WORK TO COMPLETE: Pull out every line of the material below that contains the word "black", treating uppercase and lowercase as different.

════════════════

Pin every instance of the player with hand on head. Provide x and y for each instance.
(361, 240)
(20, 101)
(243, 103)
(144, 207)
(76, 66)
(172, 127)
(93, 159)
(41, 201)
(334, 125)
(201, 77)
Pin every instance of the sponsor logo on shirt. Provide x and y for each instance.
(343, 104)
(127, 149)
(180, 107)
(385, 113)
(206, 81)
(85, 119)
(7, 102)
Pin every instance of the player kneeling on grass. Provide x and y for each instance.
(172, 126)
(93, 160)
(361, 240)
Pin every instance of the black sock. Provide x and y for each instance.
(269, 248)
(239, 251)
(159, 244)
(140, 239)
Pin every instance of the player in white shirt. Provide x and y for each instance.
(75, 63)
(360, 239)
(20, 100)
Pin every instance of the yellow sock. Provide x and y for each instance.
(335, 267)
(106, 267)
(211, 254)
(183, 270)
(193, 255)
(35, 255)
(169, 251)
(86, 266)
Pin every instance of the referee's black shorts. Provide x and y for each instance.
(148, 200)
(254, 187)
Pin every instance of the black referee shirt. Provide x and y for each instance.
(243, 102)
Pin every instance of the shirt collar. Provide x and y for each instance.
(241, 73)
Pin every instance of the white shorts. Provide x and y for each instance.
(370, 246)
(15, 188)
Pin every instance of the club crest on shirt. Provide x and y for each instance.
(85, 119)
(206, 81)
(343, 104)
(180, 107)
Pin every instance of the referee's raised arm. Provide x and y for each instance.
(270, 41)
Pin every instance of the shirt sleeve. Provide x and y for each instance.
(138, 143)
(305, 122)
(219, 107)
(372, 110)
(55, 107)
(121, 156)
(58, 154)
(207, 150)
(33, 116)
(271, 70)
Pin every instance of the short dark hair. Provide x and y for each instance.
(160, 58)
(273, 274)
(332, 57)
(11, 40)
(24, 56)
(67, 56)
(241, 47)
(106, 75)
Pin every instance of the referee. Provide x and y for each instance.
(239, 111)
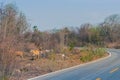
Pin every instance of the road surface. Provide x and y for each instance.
(107, 69)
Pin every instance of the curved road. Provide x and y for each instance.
(107, 69)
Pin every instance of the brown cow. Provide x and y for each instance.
(19, 53)
(35, 53)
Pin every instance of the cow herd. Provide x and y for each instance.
(34, 53)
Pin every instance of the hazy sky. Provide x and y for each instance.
(50, 14)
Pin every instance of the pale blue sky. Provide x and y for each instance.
(50, 14)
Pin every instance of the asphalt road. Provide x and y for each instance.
(107, 69)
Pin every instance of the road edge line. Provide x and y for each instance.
(73, 67)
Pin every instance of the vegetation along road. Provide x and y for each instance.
(107, 69)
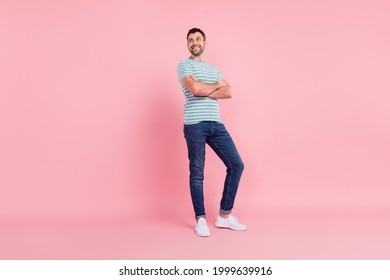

════════════════

COMPLETE OUTPUT:
Pin every instance of the black sock. Provide x and y for each instance.
Pin every instance of the referee's black shorts. Provide x and y for each instance.
Pin every instance of the black referee shirt. Provide x and y for each instance.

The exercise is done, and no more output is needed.